#### Work to be completed:
Please copy the entries below as a numbered list, starting at the first line and ending with the line that contains "top-left (93, 269), bottom-right (119, 291)", both included, with blank lines dropped. Leave the pictures out.
### The records ###
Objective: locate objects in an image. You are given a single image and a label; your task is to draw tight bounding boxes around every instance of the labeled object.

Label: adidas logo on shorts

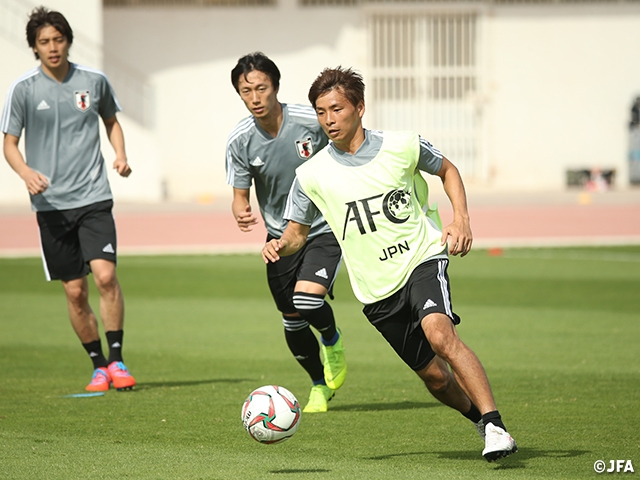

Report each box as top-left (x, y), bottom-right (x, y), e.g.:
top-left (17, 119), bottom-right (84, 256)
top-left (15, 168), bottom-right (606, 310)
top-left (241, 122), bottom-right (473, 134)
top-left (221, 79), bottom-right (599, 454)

top-left (422, 299), bottom-right (438, 310)
top-left (316, 268), bottom-right (329, 280)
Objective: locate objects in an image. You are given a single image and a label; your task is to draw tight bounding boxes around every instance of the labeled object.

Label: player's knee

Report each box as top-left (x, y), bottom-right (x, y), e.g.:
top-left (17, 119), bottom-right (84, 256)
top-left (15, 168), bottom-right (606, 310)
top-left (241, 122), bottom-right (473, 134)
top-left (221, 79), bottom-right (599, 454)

top-left (282, 315), bottom-right (309, 332)
top-left (419, 368), bottom-right (453, 393)
top-left (293, 292), bottom-right (326, 317)
top-left (64, 280), bottom-right (89, 305)
top-left (93, 269), bottom-right (119, 291)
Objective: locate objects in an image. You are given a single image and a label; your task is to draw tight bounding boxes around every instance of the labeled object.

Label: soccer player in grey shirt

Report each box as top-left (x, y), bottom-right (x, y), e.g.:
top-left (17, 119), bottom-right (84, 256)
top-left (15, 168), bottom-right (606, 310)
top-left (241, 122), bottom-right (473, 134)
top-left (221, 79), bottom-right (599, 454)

top-left (226, 52), bottom-right (347, 413)
top-left (0, 7), bottom-right (136, 391)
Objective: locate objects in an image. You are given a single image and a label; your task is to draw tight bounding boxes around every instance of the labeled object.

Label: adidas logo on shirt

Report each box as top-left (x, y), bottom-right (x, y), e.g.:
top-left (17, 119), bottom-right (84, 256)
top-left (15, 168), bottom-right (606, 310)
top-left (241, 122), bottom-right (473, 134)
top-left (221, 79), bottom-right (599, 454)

top-left (316, 268), bottom-right (329, 280)
top-left (422, 299), bottom-right (438, 310)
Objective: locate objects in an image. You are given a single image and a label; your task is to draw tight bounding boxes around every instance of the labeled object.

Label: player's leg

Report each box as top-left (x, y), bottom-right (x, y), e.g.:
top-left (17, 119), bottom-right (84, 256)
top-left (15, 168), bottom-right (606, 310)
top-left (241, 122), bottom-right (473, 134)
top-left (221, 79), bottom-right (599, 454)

top-left (37, 209), bottom-right (111, 391)
top-left (416, 259), bottom-right (517, 461)
top-left (364, 294), bottom-right (482, 424)
top-left (78, 201), bottom-right (136, 390)
top-left (293, 233), bottom-right (347, 390)
top-left (266, 237), bottom-right (333, 413)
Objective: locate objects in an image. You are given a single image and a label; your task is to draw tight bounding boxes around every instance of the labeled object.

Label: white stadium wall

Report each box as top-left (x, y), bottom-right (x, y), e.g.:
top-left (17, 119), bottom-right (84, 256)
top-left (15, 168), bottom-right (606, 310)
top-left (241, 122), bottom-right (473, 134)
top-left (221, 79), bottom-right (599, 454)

top-left (105, 6), bottom-right (366, 201)
top-left (0, 0), bottom-right (640, 203)
top-left (485, 6), bottom-right (640, 190)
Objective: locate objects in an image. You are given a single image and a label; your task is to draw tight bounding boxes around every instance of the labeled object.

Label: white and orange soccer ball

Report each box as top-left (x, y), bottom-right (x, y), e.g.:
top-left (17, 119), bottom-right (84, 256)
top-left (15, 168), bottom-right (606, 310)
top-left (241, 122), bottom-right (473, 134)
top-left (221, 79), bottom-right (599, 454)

top-left (242, 385), bottom-right (301, 444)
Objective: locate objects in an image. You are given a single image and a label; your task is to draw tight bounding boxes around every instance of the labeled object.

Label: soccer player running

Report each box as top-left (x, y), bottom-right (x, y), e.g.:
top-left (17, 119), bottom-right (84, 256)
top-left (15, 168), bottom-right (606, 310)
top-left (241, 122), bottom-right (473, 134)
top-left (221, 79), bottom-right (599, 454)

top-left (0, 7), bottom-right (136, 391)
top-left (226, 52), bottom-right (347, 413)
top-left (262, 67), bottom-right (517, 461)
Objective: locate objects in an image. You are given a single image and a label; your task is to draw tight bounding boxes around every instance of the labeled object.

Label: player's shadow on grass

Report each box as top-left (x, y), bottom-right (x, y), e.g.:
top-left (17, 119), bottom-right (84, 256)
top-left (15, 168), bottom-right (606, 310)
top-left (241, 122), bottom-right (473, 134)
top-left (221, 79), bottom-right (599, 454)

top-left (330, 402), bottom-right (441, 412)
top-left (269, 468), bottom-right (331, 475)
top-left (133, 378), bottom-right (252, 392)
top-left (364, 448), bottom-right (591, 470)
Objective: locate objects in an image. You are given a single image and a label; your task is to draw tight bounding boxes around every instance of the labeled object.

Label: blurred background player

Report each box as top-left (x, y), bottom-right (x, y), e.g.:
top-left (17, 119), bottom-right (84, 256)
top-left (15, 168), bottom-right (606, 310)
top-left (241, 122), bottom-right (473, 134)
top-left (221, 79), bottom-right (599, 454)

top-left (226, 52), bottom-right (347, 413)
top-left (1, 7), bottom-right (136, 391)
top-left (263, 68), bottom-right (517, 461)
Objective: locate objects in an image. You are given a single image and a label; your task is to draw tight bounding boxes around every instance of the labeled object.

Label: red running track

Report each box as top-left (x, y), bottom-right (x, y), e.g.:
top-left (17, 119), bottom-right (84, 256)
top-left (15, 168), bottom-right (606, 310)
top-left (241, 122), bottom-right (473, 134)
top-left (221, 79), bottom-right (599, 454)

top-left (0, 191), bottom-right (640, 256)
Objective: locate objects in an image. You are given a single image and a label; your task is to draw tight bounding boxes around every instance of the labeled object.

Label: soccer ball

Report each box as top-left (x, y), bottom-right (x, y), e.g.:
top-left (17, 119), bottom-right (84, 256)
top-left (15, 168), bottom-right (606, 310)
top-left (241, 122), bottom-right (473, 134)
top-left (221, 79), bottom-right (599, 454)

top-left (242, 385), bottom-right (300, 444)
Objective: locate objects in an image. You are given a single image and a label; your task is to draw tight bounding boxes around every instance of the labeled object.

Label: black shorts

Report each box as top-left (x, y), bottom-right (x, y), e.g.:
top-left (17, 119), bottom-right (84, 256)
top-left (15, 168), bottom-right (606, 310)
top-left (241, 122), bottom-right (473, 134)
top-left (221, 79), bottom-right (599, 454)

top-left (267, 233), bottom-right (342, 314)
top-left (363, 258), bottom-right (460, 371)
top-left (37, 200), bottom-right (117, 281)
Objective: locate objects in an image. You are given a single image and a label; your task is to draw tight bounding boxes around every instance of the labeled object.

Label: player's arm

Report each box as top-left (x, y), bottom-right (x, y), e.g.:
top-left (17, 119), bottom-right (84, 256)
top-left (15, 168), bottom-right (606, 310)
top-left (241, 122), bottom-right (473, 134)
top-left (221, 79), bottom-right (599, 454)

top-left (102, 115), bottom-right (131, 177)
top-left (231, 187), bottom-right (258, 232)
top-left (262, 220), bottom-right (311, 263)
top-left (436, 156), bottom-right (473, 257)
top-left (3, 133), bottom-right (49, 195)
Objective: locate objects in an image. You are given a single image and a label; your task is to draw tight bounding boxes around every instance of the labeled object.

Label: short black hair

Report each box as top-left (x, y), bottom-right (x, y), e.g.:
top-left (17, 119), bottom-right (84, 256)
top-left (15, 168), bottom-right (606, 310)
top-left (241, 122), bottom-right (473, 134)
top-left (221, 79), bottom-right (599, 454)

top-left (27, 7), bottom-right (73, 60)
top-left (309, 66), bottom-right (364, 108)
top-left (231, 52), bottom-right (280, 93)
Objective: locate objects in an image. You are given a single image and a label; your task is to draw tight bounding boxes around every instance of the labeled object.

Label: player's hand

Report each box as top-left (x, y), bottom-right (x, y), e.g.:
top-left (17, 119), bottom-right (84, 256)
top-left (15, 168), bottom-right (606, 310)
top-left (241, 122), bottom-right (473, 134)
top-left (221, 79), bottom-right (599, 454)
###
#### Problem solution:
1. Objective: locate objects in an image. You are given a single image and a label; your task is to draw tight bounding boxes around every instance of the labeled object.
2. Label: adidas logo on shorts
3. Report each box as top-left (x, y), bottom-right (x, y), e.g.:
4. top-left (17, 119), bottom-right (84, 256)
5. top-left (15, 168), bottom-right (606, 310)
6. top-left (241, 122), bottom-right (473, 134)
7. top-left (221, 79), bottom-right (599, 454)
8. top-left (422, 299), bottom-right (438, 310)
9. top-left (316, 268), bottom-right (329, 280)
10. Objective: locate objects in an image. You are given a single image and a label; your task is to draw tight bounding boxes around every instance of the labeled object.
11. Label: player's knee
12. Report each box as top-left (x, y), bottom-right (x, y), e.g.:
13. top-left (17, 119), bottom-right (84, 256)
14. top-left (15, 168), bottom-right (606, 310)
15. top-left (241, 122), bottom-right (473, 134)
16. top-left (221, 79), bottom-right (599, 454)
17. top-left (282, 315), bottom-right (309, 332)
18. top-left (419, 368), bottom-right (453, 393)
19. top-left (293, 292), bottom-right (326, 317)
20. top-left (64, 280), bottom-right (89, 305)
21. top-left (93, 269), bottom-right (119, 291)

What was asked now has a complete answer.